GIVEN EXERCISE: Copy the following lines of material without any changes.

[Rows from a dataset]

━━━━━━━━━━━━━━━━━━━━━━━━━━━━━━

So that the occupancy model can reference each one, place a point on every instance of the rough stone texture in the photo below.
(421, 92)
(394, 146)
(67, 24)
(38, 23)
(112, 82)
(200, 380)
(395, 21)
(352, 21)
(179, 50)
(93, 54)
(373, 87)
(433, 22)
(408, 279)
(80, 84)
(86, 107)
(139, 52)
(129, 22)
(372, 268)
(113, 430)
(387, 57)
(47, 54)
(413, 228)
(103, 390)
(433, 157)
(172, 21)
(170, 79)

━━━━━━━━━━━━━━━━━━━━━━━━━━━━━━

TASK RESPONSE:
So that the occupancy model can reference each one, place a point on every instance of the rough stone texture in the photo below.
(421, 92)
(394, 146)
(67, 24)
(38, 23)
(112, 82)
(200, 380)
(395, 21)
(352, 21)
(179, 50)
(93, 54)
(373, 87)
(433, 22)
(408, 279)
(80, 84)
(86, 107)
(139, 52)
(129, 22)
(372, 268)
(113, 430)
(387, 57)
(47, 54)
(413, 228)
(103, 390)
(433, 157)
(172, 21)
(170, 79)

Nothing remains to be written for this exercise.